### TASK REQUIREMENTS
1) Name every machine type in the survey described in the Open MPI shared-memory thread below, and give how many of each were surveyed.
2) From the Open MPI shared-memory thread below, reproduce the passage from "Thanks for sharing" to "the lesser evil." verbatim.

### QUOTED PASSAGE
Joseph,

Thanks for sharing this !

sysv is imho the worst option because if something goes really wrong, Open MPI 
might leave some shared memory segments behind when a job crashes. From that 
perspective, leaving a big file in /tmp can be seen as the lesser evil.
That being said, there might be other reasons that drove this design

Cheers,

Gilles

Joseph Schuchart <schuch...@hlrs.de> wrote:
>We are currently discussing internally how to proceed with this issue on 
>our machine. We did a little survey to see the setup of some of the 
>machines we have access to, which includes an IBM, a Bull machine, and 
>two Cray XC40 machines. To summarize our findings:
>
>1) On the Cray systems, both /tmp and /dev/shm are mounted tmpfs and 
>each limited to half of the main memory size per node.
>2) On the IBM system, nodes have 64GB and /tmp is limited to 20 GB and 
>mounted from a disk partition. /dev/shm, on the other hand, is sized at 
>63GB.
>3) On the above systems, /proc/sys/kernel/shm* is set up to allow the 
>full memory of the node to be used as System V shared memory.
>4) On the Bull machine, /tmp is mounted from a disk and fixed to ~100GB 
>while /dev/shm is limited to half the node's memory (there are nodes 
>with 2TB memory, huge page support is available). System V shmem on the 
>other hand is limited to 4GB.
>
>Overall, it seems that there is no globally optimal allocation strategy 
>as the best matching source of shared memory is machine dependent.
>
>Open MPI treats System V shared memory as the least favorable option, 
>even giving it a lower priority than POSIX shared memory, where 
>conflicting names might occur. What's the reason for preferring /tmp and 
>POSIX shared memory over System V? It seems to me that the latter is a 
>cleaner and safer way (provided that shared memory is not constrained by 
>/proc, which could easily be detected) while mmap'ing large files feels 
>somewhat hacky. Maybe I am missing an important aspect here though.

### SUPPLIED INFORMATION

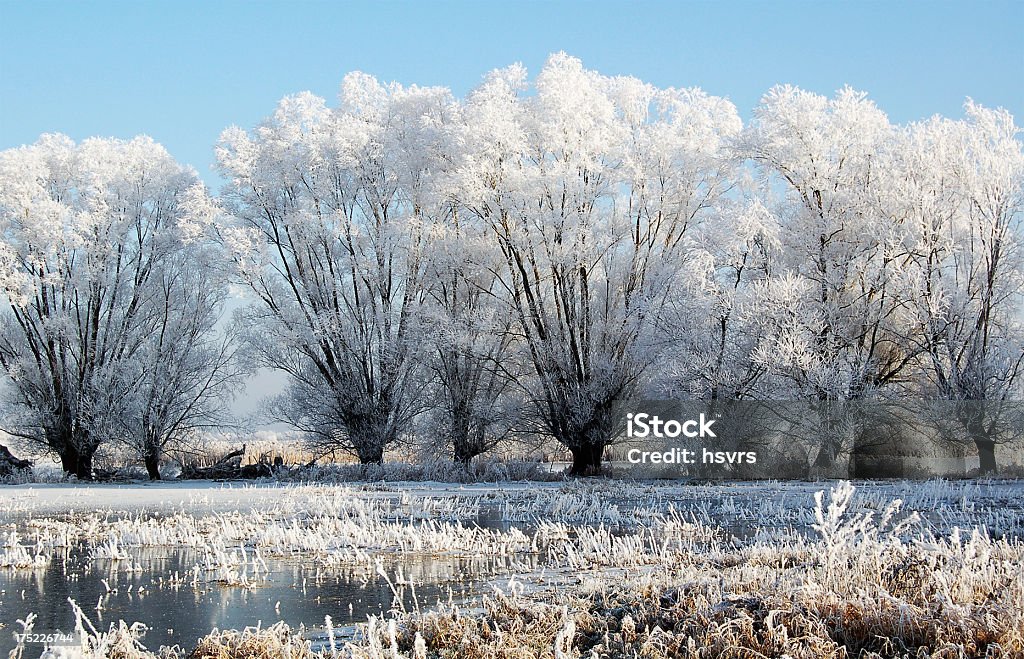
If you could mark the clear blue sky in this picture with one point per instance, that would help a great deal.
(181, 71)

---

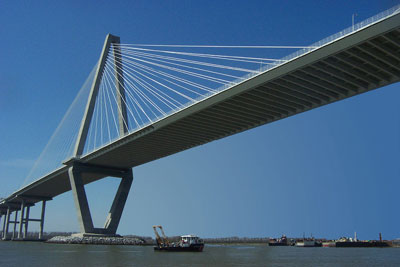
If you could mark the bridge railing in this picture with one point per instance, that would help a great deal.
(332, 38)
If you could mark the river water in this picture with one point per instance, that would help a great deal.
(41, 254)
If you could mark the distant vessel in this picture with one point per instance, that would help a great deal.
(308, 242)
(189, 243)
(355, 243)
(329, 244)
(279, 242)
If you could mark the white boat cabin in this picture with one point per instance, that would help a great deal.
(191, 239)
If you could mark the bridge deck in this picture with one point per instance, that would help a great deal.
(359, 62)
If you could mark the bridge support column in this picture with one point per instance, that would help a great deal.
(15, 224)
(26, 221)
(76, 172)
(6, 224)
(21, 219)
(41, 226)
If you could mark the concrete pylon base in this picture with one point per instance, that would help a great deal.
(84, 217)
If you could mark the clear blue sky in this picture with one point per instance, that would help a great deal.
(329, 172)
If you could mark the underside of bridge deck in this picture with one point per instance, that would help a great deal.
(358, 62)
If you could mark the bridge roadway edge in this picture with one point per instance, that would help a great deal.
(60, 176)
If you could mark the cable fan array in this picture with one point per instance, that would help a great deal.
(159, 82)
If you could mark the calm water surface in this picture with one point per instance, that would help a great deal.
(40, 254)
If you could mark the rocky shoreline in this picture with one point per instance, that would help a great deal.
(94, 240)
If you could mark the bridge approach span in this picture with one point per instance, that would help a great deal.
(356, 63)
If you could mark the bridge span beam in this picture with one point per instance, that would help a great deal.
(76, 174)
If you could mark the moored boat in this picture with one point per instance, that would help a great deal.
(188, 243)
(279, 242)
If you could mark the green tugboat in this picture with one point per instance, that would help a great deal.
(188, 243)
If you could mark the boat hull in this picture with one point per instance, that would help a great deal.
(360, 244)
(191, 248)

### SOLUTION SET
1)
- One IBM machine
- One Bull machine
- Two Cray XC40 machines

2)
Thanks for sharing this !

sysv is imho the worst option because if something goes really wrong, Open MPI 
might leave some shared memory segments behind when a job crashes. From that 
perspective, leaving a big file in /tmp can be seen as the lesser evil.